**Excerpted passage**
Monday, June 9, 2008

Egypt Trip: Edfu Temple, Kom Ombo

The Nile Beauty slipped her moorings while we had lunch and we spent all afternoon on deck admiring the scenery as the Nile slid by. We watched the sun go down and the dying rays were quite beautiful on the mountains in the desert. The orange of the sun hitting the orange of the sandy cliffs was captivating.

During dinner that evening there were two birthdays and one honeymoon to be celebrated. Cakes were paraded and the waiters walked around the dining room banging drums and shaking a tambourine, and singing a strange version of happy birthday. All great fun and we all joined in with the singing.

After dinner we went up on the top deck. There was a shout from below. We looked over the railings and there were two men in a small boat shouting up "You want galabiyahs?, good price". At that point a plastic bag came flying up and landed on deck. We opened the bag and took out a galabiyah. "Too small" I shouted and threw it down, amazingly it landed in the small boat. "No problem" and another one came winging up and landed on deck. We looked at it but it was difficult to see it properly in the dark so we threw it back down and shouted "No thanks". The men drifted off to find another victim on another cruise boat.

**Given information**

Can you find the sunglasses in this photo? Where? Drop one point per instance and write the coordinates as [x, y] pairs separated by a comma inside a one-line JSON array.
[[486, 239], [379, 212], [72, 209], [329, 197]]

**Task set**
**A.** From the Egypt trip post, output the stretch from "The Nile Beauty" through "with the singing.".
**B.** According to the Egypt trip post, what occasions were celebrated at dinner that evening?
Nothing in the listing is needed here.

**Task results**
**A.**
The Nile Beauty slipped her moorings while we had lunch and we spent all afternoon on deck admiring the scenery as the Nile slid by. We watched the sun go down and the dying rays were quite beautiful on the mountains in the desert. The orange of the sun hitting the orange of the sandy cliffs was captivating.

During dinner that evening there were two birthdays and one honeymoon to be celebrated. Cakes were paraded and the waiters walked around the dining room banging drums and shaking a tambourine, and singing a strange version of happy birthday. All great fun and we all joined in with the singing.

**B.** Two birthdays and one honeymoon.